Bounding-box records
::::
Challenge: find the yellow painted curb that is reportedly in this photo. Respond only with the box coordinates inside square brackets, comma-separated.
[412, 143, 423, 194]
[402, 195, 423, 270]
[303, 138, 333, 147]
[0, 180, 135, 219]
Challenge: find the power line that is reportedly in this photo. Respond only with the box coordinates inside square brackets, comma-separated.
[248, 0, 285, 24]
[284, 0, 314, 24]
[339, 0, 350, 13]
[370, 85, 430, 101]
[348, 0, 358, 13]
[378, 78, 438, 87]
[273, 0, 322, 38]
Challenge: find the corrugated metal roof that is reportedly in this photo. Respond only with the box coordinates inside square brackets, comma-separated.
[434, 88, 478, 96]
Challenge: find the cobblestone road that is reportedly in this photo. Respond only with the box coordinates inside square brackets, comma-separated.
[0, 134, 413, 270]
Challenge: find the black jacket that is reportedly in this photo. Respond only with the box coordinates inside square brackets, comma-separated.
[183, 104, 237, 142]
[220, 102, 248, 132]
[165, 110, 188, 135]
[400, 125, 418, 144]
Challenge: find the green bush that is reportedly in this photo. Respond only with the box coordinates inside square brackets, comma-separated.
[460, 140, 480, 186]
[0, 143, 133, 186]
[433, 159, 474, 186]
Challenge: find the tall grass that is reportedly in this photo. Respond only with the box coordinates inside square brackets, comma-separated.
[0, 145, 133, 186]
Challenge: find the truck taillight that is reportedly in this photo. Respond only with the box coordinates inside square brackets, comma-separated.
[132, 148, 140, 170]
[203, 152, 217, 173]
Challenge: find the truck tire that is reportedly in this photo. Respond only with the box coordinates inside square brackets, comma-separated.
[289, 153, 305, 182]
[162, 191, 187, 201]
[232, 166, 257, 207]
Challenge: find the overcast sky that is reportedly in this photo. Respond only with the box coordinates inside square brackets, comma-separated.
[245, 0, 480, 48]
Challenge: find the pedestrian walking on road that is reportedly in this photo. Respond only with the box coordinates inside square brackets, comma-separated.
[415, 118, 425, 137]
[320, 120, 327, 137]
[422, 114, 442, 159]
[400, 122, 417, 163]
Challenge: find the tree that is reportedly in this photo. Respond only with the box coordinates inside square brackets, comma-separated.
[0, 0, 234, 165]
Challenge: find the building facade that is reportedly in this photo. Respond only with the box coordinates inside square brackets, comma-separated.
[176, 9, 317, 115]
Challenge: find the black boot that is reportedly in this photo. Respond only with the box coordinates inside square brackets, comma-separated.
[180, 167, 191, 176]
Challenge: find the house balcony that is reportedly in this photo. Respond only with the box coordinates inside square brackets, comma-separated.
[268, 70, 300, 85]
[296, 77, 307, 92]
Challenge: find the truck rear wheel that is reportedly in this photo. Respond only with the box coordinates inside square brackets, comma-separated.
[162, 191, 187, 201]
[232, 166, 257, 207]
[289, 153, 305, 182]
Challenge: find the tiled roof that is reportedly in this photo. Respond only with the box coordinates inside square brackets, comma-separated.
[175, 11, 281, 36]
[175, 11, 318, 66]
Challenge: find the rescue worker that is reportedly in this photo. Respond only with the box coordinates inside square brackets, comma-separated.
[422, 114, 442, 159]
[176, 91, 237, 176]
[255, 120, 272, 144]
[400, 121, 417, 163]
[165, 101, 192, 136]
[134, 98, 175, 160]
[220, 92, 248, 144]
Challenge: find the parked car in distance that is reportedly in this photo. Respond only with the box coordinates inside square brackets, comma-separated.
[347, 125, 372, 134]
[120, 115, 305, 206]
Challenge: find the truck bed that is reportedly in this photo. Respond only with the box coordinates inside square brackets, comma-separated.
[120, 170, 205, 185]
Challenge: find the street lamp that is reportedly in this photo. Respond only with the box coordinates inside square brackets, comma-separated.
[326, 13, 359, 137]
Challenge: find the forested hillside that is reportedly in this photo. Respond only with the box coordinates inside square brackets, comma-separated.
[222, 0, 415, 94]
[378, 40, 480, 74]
::::
Copy the records from the beginning through the line containing "[0, 134, 413, 270]", substituting "utility pole" for "power line" and keeping every other word the same.

- [SOLUTION BELOW]
Challenge: find the yellow painted curb that is reportedly in this photo. Respond only with the box coordinates inside square brackets, comma-separated.
[412, 143, 423, 194]
[402, 195, 423, 270]
[303, 138, 333, 147]
[0, 180, 135, 219]
Challenge: find the utility pole that is reportedly in this photo. Respond only with the box coordinates inside square brackets, comma-separated.
[248, 0, 285, 24]
[284, 0, 314, 24]
[339, 0, 350, 13]
[370, 85, 430, 101]
[348, 0, 358, 13]
[378, 78, 438, 87]
[273, 0, 322, 38]
Challenge: find the corrugated metal roof that is reportedly in this photo. Respond only with the box coordinates inside square brackets, comma-separated.
[434, 88, 478, 96]
Challenge: find the cobblestone road that is reportedly in this photo. Respond only with the box coordinates inside square brackets, comma-separated.
[0, 134, 413, 270]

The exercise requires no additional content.